-------- Datasetrecords

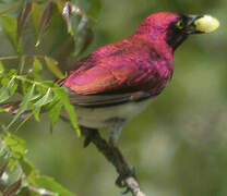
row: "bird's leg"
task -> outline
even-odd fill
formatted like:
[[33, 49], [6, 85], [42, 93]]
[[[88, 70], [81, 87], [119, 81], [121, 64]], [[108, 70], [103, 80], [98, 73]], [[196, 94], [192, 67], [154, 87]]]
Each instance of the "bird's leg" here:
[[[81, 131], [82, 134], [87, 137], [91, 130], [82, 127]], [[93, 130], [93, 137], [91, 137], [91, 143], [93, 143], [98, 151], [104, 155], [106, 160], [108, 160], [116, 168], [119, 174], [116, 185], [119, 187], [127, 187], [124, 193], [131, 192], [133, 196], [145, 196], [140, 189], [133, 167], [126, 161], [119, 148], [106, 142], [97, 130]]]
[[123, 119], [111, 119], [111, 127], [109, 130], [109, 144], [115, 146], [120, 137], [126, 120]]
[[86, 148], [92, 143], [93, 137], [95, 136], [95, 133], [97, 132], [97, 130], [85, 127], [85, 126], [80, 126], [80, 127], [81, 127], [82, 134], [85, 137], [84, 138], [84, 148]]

----------------
-------- Datasetrecords

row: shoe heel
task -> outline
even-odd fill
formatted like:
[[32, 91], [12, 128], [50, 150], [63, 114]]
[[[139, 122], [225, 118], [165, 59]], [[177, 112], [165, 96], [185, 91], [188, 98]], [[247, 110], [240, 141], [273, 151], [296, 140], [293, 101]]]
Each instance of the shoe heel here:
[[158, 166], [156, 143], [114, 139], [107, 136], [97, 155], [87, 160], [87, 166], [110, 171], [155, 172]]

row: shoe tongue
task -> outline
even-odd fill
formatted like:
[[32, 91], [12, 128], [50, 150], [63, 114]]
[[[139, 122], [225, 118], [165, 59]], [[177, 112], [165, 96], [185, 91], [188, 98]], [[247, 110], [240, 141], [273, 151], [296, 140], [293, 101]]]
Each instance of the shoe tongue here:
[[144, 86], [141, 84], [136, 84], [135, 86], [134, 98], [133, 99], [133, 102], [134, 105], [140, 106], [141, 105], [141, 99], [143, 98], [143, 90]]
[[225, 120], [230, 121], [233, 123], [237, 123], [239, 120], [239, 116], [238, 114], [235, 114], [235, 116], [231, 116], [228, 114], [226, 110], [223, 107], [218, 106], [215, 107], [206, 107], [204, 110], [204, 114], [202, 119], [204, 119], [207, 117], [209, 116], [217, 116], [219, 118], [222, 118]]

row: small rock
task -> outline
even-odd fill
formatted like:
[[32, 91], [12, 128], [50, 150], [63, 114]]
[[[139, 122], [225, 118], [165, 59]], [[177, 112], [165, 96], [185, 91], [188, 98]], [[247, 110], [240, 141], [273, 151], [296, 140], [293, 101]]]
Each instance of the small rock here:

----------------

Opdracht:
Schrijf de regels letterlijk over, beginnend bij de regel die "row: small rock" bevat en eindigend bij de regel die "Each instance of the small" bevat, beide inbegrepen.

Juiste uitvoer:
row: small rock
task -> outline
even-odd fill
formatted like:
[[32, 91], [12, 128], [50, 150], [63, 114]]
[[[139, 122], [225, 118], [165, 59]], [[177, 112], [165, 96], [185, 91], [188, 98]], [[247, 110], [240, 141], [273, 151], [296, 140], [293, 101]]]
Each instance of the small rock here:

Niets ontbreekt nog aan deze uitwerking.